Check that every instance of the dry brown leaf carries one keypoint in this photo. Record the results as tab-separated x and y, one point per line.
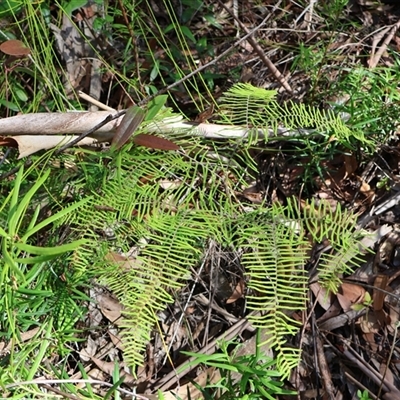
350	294
30	144
322	295
123	262
110	307
237	292
24	337
69	123
14	48
154	142
108	368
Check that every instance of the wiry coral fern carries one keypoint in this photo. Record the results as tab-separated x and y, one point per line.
162	208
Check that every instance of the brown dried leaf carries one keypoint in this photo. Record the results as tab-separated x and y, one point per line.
108	368
350	294
237	293
131	121
14	48
30	144
154	142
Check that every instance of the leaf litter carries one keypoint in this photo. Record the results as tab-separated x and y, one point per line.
359	322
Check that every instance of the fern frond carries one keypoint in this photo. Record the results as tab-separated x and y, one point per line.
274	258
244	104
338	227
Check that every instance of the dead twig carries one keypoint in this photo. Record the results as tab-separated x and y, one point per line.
257	48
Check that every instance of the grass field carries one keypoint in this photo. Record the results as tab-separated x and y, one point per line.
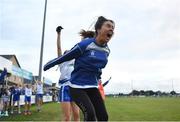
119	109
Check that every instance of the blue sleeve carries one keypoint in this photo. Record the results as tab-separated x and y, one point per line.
104	84
72	54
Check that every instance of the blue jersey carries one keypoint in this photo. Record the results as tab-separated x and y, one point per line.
17	92
90	58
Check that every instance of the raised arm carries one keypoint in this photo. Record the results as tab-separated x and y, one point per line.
59	49
72	54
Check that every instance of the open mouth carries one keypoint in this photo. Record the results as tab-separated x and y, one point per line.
109	34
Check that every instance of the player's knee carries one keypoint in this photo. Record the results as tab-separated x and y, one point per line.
76	116
103	117
67	117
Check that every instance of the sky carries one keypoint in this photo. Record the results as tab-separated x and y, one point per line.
145	49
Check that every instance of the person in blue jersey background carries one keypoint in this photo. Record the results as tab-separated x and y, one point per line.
90	58
67	105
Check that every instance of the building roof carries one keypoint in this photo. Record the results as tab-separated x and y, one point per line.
11	56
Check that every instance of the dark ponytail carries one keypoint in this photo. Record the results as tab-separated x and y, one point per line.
100	22
87	34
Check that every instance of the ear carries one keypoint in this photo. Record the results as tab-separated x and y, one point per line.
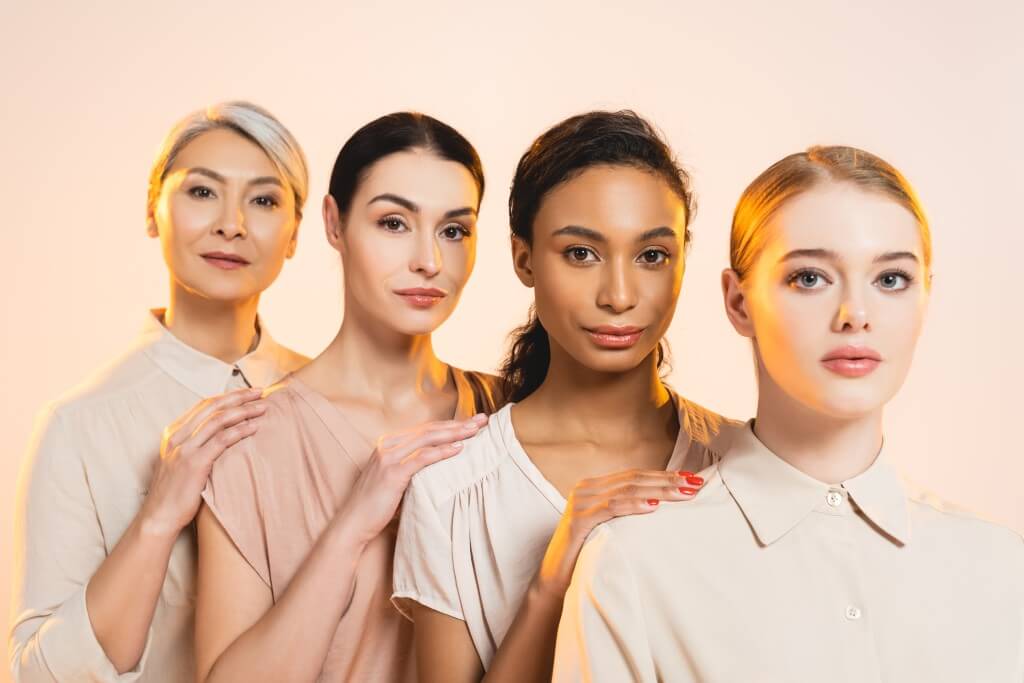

### ЦЕЛЬ
Извлеките без изменений отрезок строк выше: от строки, содержащей «Check that every instance of the person», до конца строк, включая обе границы. Изображения в ответ не включайте.

### ПОЛНЫЙ ОТВЕТ
Check that every instance of the person in blue jersey background carries one keypoint in this photo. Record the results as tab-separated x and y, one point per line.
90	58
67	105
Check that every instance of the building roof carries one keypoint in this photo. Record the results as tab-separated x and y, one point per line.
11	56
Check that every instance of the dark ponytail carries one keypoint in this photo. Record the results as tab-separated x and y, one point per line.
100	22
87	34
Check that every instance of the ear carries one keypoint in this photo. Record the results as tab-separated x and y, one point per line.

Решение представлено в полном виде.